Verbatim, and with nothing else, reproduce the data below from its first line through the line containing "Task: each instance of the evergreen".

■ **Region pointing data**:

Segment Open

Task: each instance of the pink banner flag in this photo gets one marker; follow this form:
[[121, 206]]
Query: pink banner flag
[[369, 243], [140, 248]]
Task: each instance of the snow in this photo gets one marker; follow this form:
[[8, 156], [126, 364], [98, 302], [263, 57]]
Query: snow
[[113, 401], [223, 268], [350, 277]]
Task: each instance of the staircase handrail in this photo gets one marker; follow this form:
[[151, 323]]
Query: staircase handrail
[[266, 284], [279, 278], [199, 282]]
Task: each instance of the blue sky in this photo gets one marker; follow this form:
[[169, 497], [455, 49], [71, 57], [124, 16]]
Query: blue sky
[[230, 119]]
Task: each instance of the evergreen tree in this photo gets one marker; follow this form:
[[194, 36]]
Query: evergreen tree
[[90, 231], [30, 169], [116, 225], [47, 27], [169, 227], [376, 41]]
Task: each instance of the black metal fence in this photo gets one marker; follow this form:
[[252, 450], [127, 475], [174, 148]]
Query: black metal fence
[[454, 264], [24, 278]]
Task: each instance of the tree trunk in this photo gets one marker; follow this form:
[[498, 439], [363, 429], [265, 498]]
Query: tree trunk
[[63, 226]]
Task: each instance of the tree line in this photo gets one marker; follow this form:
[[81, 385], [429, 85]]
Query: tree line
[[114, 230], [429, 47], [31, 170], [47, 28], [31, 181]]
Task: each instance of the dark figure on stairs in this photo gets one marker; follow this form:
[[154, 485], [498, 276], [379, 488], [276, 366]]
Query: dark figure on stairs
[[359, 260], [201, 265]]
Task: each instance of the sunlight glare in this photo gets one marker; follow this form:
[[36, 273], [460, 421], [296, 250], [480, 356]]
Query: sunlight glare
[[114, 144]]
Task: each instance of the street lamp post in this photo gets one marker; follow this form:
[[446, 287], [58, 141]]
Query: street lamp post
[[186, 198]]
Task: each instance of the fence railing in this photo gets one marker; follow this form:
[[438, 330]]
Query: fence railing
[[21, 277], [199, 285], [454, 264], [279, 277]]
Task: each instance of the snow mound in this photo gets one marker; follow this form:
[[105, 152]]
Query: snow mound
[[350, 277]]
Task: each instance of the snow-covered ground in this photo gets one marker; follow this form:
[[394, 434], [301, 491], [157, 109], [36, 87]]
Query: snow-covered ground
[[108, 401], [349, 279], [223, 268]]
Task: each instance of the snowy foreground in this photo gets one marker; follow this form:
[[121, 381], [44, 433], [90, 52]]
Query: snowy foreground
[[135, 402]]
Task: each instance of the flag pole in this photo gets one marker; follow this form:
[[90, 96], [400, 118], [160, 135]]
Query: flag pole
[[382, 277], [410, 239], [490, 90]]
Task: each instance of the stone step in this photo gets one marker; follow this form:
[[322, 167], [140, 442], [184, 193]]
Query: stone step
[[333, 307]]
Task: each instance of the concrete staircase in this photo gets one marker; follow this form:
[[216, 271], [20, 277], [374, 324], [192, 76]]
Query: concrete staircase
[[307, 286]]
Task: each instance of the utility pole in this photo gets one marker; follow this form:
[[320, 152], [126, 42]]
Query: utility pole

Segment Closed

■ **REPLY**:
Task: each instance of the pink banner flag in this photo gets one marker; follow this form:
[[121, 206]]
Query: pink banner flag
[[369, 243], [140, 248]]
Task: each instance of the snow in this photo gets one marker; follow this form:
[[8, 156], [126, 364], [98, 302], [263, 57]]
Query: snow
[[113, 401], [223, 268], [350, 277]]
Task: each instance of the staircase handrail in this photo gets one marker; follow this form:
[[151, 323]]
Query: staircase handrail
[[266, 284], [279, 278], [199, 282]]
Task: each instance of the blue sky in this photo gets one marker; follow this form:
[[169, 497], [455, 49], [71, 57], [124, 16]]
Query: blue sky
[[230, 119]]
Task: each instance of the evergreen tree in this photo gets one marker; follow this form:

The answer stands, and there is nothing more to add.